Could you transcribe every record below exactly as written, excluding the pictures?

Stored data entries
◆ ◆ ◆ ◆

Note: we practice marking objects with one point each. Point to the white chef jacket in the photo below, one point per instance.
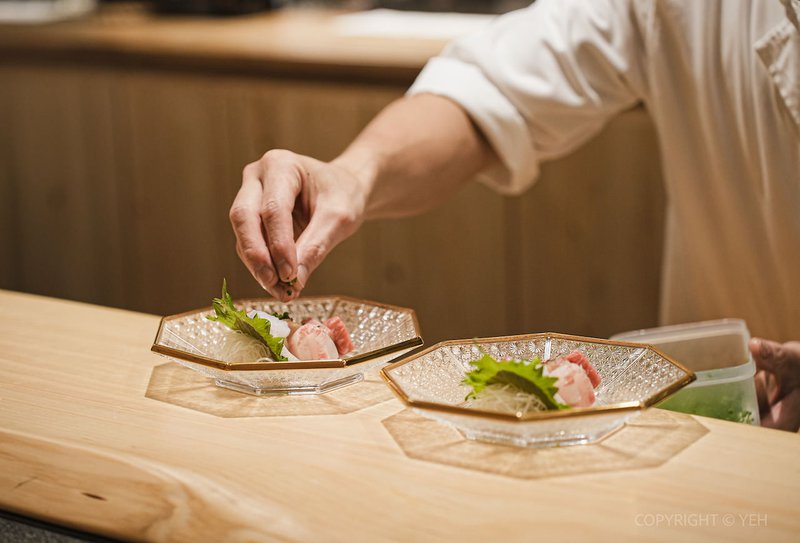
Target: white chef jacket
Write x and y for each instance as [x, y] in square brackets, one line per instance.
[721, 81]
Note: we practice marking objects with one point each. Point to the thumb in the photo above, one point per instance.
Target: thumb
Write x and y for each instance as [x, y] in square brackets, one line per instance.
[767, 354]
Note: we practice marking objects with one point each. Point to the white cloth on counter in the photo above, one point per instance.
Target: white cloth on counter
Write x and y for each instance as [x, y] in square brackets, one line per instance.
[721, 81]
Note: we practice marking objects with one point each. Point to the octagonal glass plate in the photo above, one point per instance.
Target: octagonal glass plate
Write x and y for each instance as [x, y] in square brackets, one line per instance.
[633, 377]
[378, 331]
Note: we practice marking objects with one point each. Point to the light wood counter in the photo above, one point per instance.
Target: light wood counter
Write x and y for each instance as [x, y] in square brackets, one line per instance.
[300, 42]
[125, 134]
[100, 434]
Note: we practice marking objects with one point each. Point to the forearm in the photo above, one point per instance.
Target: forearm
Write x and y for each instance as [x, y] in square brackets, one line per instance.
[414, 155]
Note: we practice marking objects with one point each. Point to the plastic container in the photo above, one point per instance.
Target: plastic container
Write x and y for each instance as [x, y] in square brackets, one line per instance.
[717, 352]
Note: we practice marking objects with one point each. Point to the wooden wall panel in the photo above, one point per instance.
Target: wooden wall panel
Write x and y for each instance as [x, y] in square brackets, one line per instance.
[62, 172]
[590, 233]
[121, 183]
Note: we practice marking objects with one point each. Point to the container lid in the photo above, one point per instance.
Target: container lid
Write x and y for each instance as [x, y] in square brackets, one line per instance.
[715, 350]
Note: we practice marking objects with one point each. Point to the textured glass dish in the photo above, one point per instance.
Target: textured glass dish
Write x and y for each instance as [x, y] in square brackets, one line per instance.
[717, 352]
[377, 331]
[634, 377]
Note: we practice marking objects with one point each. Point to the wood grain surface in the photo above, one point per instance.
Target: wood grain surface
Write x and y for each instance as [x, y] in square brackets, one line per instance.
[83, 443]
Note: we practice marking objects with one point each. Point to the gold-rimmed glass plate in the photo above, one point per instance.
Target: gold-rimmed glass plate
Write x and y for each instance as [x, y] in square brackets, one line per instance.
[379, 332]
[633, 377]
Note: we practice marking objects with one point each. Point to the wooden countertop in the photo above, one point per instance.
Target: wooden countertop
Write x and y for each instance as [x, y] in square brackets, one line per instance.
[98, 433]
[297, 42]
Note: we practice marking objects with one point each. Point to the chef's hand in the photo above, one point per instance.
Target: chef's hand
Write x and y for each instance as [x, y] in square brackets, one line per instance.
[289, 213]
[778, 382]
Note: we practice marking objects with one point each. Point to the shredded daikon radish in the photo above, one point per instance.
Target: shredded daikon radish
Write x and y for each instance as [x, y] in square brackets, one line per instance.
[506, 398]
[239, 347]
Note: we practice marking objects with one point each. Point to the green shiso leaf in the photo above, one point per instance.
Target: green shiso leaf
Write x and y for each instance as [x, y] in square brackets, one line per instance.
[526, 376]
[237, 319]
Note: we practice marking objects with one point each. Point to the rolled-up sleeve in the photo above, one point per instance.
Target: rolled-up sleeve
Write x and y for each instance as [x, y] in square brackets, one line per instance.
[540, 81]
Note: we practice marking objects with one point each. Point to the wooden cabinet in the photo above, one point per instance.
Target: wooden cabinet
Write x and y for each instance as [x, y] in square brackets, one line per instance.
[122, 151]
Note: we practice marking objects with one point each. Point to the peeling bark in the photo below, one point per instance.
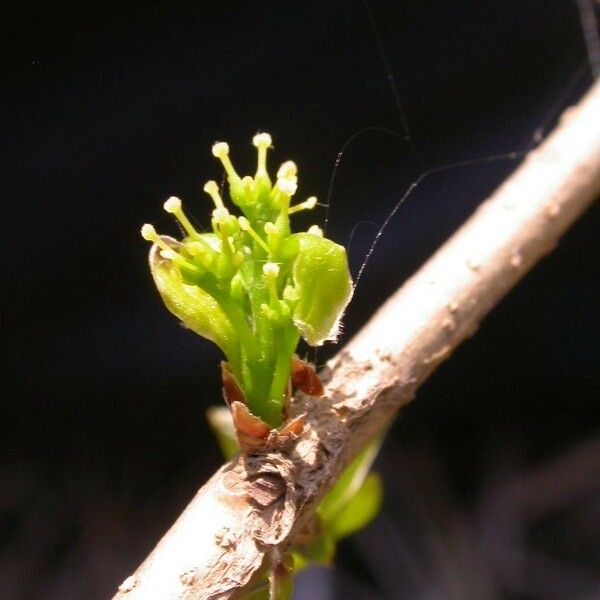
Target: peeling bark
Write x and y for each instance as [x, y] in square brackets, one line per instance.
[255, 505]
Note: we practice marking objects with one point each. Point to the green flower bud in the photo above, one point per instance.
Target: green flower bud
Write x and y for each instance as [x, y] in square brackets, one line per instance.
[324, 287]
[195, 308]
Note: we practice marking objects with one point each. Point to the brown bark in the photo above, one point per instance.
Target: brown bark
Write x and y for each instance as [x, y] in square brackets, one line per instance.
[251, 508]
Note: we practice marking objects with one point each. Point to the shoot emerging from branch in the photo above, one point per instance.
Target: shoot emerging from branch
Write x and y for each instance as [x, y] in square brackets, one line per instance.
[252, 286]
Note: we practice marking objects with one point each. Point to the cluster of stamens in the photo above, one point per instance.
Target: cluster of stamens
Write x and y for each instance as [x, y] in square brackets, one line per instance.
[258, 233]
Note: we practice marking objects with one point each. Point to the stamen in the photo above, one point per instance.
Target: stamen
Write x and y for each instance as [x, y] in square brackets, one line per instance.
[149, 234]
[287, 170]
[262, 141]
[245, 226]
[308, 204]
[288, 185]
[221, 151]
[271, 272]
[270, 228]
[212, 189]
[173, 206]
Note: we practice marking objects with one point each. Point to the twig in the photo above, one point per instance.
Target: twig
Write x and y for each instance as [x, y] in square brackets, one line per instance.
[253, 506]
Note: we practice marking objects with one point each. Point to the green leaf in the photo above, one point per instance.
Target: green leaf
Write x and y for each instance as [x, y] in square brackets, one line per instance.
[321, 550]
[220, 421]
[360, 511]
[324, 285]
[197, 309]
[349, 482]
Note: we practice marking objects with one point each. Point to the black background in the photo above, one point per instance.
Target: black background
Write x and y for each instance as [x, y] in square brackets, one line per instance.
[491, 475]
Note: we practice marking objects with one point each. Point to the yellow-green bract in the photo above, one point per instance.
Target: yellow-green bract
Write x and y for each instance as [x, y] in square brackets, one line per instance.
[251, 285]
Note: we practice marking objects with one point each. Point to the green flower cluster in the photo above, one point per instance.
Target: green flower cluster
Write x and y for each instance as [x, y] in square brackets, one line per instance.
[251, 285]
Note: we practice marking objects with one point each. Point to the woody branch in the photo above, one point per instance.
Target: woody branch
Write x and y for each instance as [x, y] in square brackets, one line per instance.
[252, 507]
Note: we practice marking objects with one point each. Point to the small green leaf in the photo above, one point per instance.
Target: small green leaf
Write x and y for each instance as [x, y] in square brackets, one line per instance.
[197, 309]
[324, 285]
[349, 482]
[321, 550]
[281, 580]
[360, 511]
[220, 421]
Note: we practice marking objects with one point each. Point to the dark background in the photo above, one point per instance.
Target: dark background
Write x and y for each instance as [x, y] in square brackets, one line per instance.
[491, 475]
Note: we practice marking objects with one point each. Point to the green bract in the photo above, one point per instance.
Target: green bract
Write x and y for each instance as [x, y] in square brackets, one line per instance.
[251, 285]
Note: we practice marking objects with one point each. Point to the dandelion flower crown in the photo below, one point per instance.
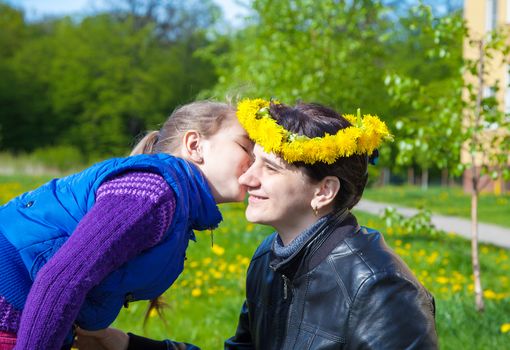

◆ ◆ ◆ ◆

* Finished exercise
Note: we practice marking objects with one point each. Point to the white chef jacket in the photo below, one point per instance.
Target: white chef jacket
Write x and y for each instance as [x, y] in square brackets, one line per instance.
[721, 81]
Note: we practice marking objects with one point each. Point to the thumb in the photo above, one point per instance.
Target: thumb
Write x and y for each instance as [x, y] in square brackets, one line per instance.
[767, 354]
Note: we practice marking objects with one point each. Point to the white cloth on counter in the photo above, one point per instance.
Target: white cloth on counter
Write x and y for each instance as [x, y] in square brackets, one line per instance.
[721, 81]
Note: we practice marking objects with one point each. Point to the octagonal glass plate in the photo above, one point per instance.
Target: octagonal glass plate
Write x and y for each instance as [x, y] in square brackets, one line per instance.
[633, 377]
[378, 331]
Note: we practice marking objects with one point each. Point to the light wood counter in the photo above, one point per instance.
Target: light wood counter
Write x and y for each instance as [x, y] in square brackets, one line per instance.
[300, 42]
[125, 134]
[100, 434]
Note: we practice marking objects with one point each. Point to the forearm in the photo above, one point per instance.
Target: forearm
Write x and y for each instance as [x, y] in square brackets, one line per instance.
[414, 155]
Note: we practice marking objects with one point each. Point to the plastic container in the photo above, one point per instance.
Target: plastic container
Write x and y for each instance as [x, y] in square brackets, one line per instance.
[717, 352]
Note: we practice marking objects with one point each. Point to the wooden wall panel in the photo above, one point per instance.
Target: wooden wall panel
Write x and y for each instance as [x, y] in square brackets, one line per instance.
[62, 172]
[590, 233]
[121, 183]
Note: we practice marking objects with one point each. Point to the container lid in the photo above, one point per instance.
Target: container lid
Write x and y for each instance as [x, y] in square brackets, one line per instance.
[715, 350]
Note: we practice marking objects with one point each. Point to the textured glass dish in the photo above, one point per instance.
Target: textured glass dish
Write x and y for each instance as [x, y] in square brackets, one line per instance.
[717, 352]
[377, 331]
[634, 377]
Note: we practice marking objects with one point each. Point to the wood grain surface in the photo above, one point per instance.
Target: wood grain surface
Write x and y for each instance as [x, y] in square brackets, one line per instance.
[83, 443]
Note: we practice marking objects with one point each. Point to the gold-rimmed glass plate in the photo above, one point per instance.
Target: gold-rimmed glass plate
Write x and y for each instance as [x, y] in square brackets, one line per instance.
[379, 332]
[633, 377]
Note: we practice marking objects with one point each. Point to the wooden countertop in the photo above, one point per instance.
Target: wooden countertop
Write x and y for each instance as [x, y] in square brackets, one line per instance.
[98, 433]
[297, 42]
Note: we practice marking objects with one point each. Point to the chef's hand in the photo above, one point per instance.
Target: chef's hand
Write x and y for each instance as [x, y] in square brackets, one line per instance.
[289, 213]
[778, 382]
Note: we practice marking objects with one point each. Point to the shredded daikon radish in the photo above, one point per instance.
Target: shredded daikon radish
Write x and y for each instance as [x, y] in square brackets, one line per instance.
[506, 398]
[239, 347]
Note: we practice marking objects with one point each. Point to the green shiso leaf in the photo above, one point per instance.
Target: green shiso leaf
Write x and y for each instance as [x, y] in square brackets, one line per instance.
[526, 376]
[237, 319]
Note: we practice marking objects with one point each. Point to the rolled-up sleeve in the photo above, one point per instance.
Target: rolled-up sleeve
Write x and y for each instance as [x, y] in square brackets, one line per instance.
[540, 81]
Note: we practice marking objects with one point each. Point to the wooden cabinet in the photo above, one point per instance.
Target: wooden cabinet
Write x and y for each instance as [x, y] in square brackets, one line per instance.
[122, 151]
Note: we practice marking objects with one point each. Point to the peeling bark in the photo below, one point per instance.
Target: peeling bark
Write x and y for each instance as [x, y] in square brackets, one line per instance.
[255, 505]
Note: we practice marking objects with one point each. Point to the green flower bud in the photo above, one point per instance.
Target: green flower bud
Write x and y for each instance as [x, y] in square brackets, one line per instance.
[324, 287]
[195, 308]
Note: we practice marking objects with one point each. Point to the brown bark in the photo above, one point per instance.
Target: brown bark
Write x and y for each instance as [x, y] in square brackets, one line per instance.
[251, 508]
Note: we practice marking objects with one point each. Point to the shoot emerging from branch in the photo above, one point per instance.
Target: shoot emerging from branch
Write x and y for each instance as [x, y] in square brackets, one line per instance.
[252, 286]
Note: we practice marking objects with one point each. Point to the cluster of stamens in the photo above, one point per instance.
Target: cluster of stamens
Write x and y for each instance as [x, y] in square brackets, one line per instance.
[258, 233]
Note: we practice marking objects with one point each. Point to the stamen in the photo above, one point per instance.
Target: stamen
Write x and y for each instance as [x, y] in square brackets, one line per instance.
[149, 234]
[287, 170]
[262, 141]
[245, 226]
[308, 204]
[288, 185]
[221, 151]
[271, 272]
[270, 228]
[212, 189]
[173, 206]
Note: we practice marking objects with one point each. Point to the twig in the photo above, one point per instance.
Target: twig
Write x and y for each instance as [x, y] in square brackets, one line per instance.
[253, 506]
Note: we practice marking objects with one point each. Point to the green leaf in the photo above, one point per instance.
Target: green leaf
Write x and y for each instance as [x, y] in square brackets, one line per instance.
[321, 550]
[220, 421]
[360, 511]
[324, 285]
[197, 309]
[349, 482]
Note: we practice marking objects with one point each. Point to the black background in the photo above, one point per instance.
Target: black background
Write x and y for each instance as [x, y] in square brackets, one line per instance.
[491, 475]
Note: we practice marking objects with one point each. Point to the yellow-green bract in the photo above, one point per instance.
Target: yellow-green bract
Write x and y for each instance as [x, y] in square brackets, one line per instance.
[251, 285]
Note: we practice marking objects with one point each. Point to the green flower cluster in the photo above, one point per instance.
Target: green flower cluster
Write x and y for each instance as [x, y] in square brackets, one line per instance.
[251, 285]
Note: we practice marking objects with one point each. Point to the woody branch in the photo above, one point per instance.
Target: woody branch
Write x and y for each instance as [x, y] in square brackets, one line per instance.
[252, 507]
Note: we practice marking objects with one point each. Point to the small green leaf in the photo above, one point per instance.
Target: small green leaf
Write x and y for each instance as [x, y] in square brackets, one line per instance.
[197, 309]
[324, 285]
[349, 482]
[321, 550]
[281, 580]
[360, 511]
[220, 421]
Note: we practice marking objects with one point each. Point to the dark background in the photo above, one point per instance.
Target: dark background
Write x and y for each instance as [x, y] in square brackets, one line per instance.
[491, 475]
Note: we practice marking objects with one point each. Point to the green bract in the photo above, one point per instance.
Target: green bract
Write x and y for each instance as [x, y] in square brackets, one line per instance.
[251, 285]
Note: we practice marking objects with one point each. Point to the dandelion flower crown in the photo below, one point per instance.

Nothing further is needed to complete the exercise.